• [Tasks to perform]:
1. Using the article on the slow loris below, decide whether each statement agrees with it, answering yes or no and quoting the words of the article that decide it: (a) Every member of the slow loris group is listed as vulnerable on the IUCN Red List of Threatened Species. (b) The slow loris group comprises twelve primates. (c) The loris's toxins become active when mixed with saliva.
2. According to the article on the slow loris below, where on the body are the glands that secrete the loris's liquid toxin?
3. Resume the article on the slow loris below, picking up directly after its final sentence.

Featured Image: Joel Satore, founder of The Photo Ark
Most people could presume the story of the slow loris that met the hands of a tourist attraction – an exotic creature with desirable qualities is subjected to deplorable conditions.
It’s a tale heard over and over again, from the petting of tiger cubs in India to elephant rides in Thailand to dolphin dives in Indonesia. Industries that cater to the desire of tourists to interact with these animals offer big returns. The more intimate the interaction, the greater the return. The welfare of said animals does not fit within the parameters of the most profitable interaction.
In the case of the loris, there is a simple business model: engage the curiosity of tourists with an exotic creature and offering photo-ops that they can parade to acquaintances. Or, seek out those that desire a rare and exotic creature that they can boast about to acquaintances.
In either case, the success of the business is founded on an individual’s need for external validation.
Ohhh… what is that?
The slow loris is a general term used to describe a group comprising nine Strepsirrhini primates that share, among several qualities, brachial glands on their upper arm that secrete a liquid toxin and a nocturnal lifestyle.
The latter quality laid the foundations of our attraction to the loris. Not because they are active at night, but because their body became adapted to being active at night. Specifically, their eyes, which have become enlarged for higher light sensitivity.
Coupled with their timid persona and gentle movements, the slow loris is the pinnacle of adorability. It is no wonder they have become so popular as a portrait partner – even the likes of Rihanna sought to be graced by the photogenic loris.
Even when engaging its venomous defence, the loris can’t help but attract more people. When threatened the loris will raise its arms above its heads and lick the toxins from its brachial glands. When mixed with saliva the toxins are activated. Unfortunately, this is its response to being touched and tickled. A response that we perceive as a comedically adorable gesture. (The loris was first shot into popularity when a video surfaced on YouTube of this exact behaviour).
A screen shot from a viral video of the loris being tickled.
Image Source: Share the Buzz
This popularity has done little to slow the decline of the loris species – it has hastened it. Every member of the slow loris group is listed as vulnerable on the IUCN Red List of Threatened Species. The Javan Slow Loris is listed as ‘Critically Endangered’.
The slow loris decline has resulted from habitat loss and degradation through deforestation and other factors; poaching to supply a demand on the Asian market for ‘traditional medicine’, which utilises the supposed healing qualities of the loris; and supplying the illegal exotic pet trade – this includes those that end up on the shoulders of tourists.
The illegal wildlife trade is widely stated as the biggest factor in the loris’s systemic decline. But, how does this toxic denizen of the night become the ephemeral curiosity of a feeble day-dweller?
Transforming the only toxic primate into a hands-on attraction or innocuous household pet is really a simple task that could be performed by a halfwit. If the loris’s bite is toxic, then its bite needs changing? What harm could a toothless mouth do?
To make the loris harmless, it needs to have its teeth removed. And, the simplest and cheapest way to remove teeth: take your average toe-nail clipper and start removing teeth.

• [Dataset records]:
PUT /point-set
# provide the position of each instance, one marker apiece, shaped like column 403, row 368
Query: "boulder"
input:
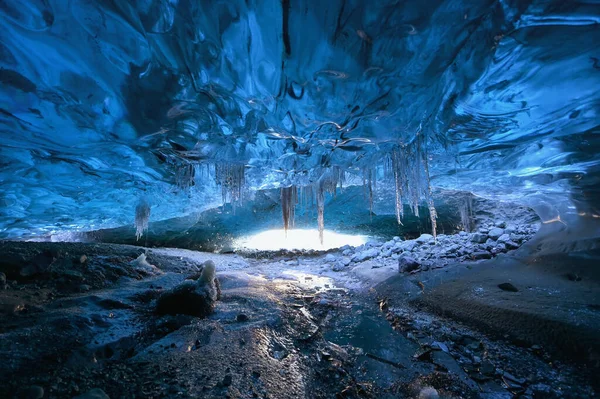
column 407, row 264
column 194, row 298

• [Task-by-task answers]:
1.
(a) Yes: "Every member of the slow loris group is listed as vulnerable on the IUCN Red List of Threatened Species."
(b) No: "a group comprising nine Strepsirrhini primates"
(c) Yes: "When mixed with saliva the toxins are activated."

2. The brachial glands are on the upper arm.

3.
Typical method used to remove loris teeth.
Image Source: Wikipedia
While the cruelty of this systemic practice is blatant, it is often only the beginning. In order to satisfy the demands of tour operators and potential pet owners alike, the loris must be subjected to conditions that are oppositional to its very nature.
Who would desire a creature that sleeps all night, demands only high quality exotic fruits and insects, and travels vast distances into the dark yonder every day? No one would. People in the market for this kind of ‘pet’ desire something whose nature is catered to human desires, not its own. But, this only results in more problems for the loris.
Loris are strictly nocturnal animals. Exposing them to day light causes discomfort and stress. It is hard to detail and relate to this kind of discomfort because the eyes of diurnal creatures allow them to transition between light and dark reasonably easy.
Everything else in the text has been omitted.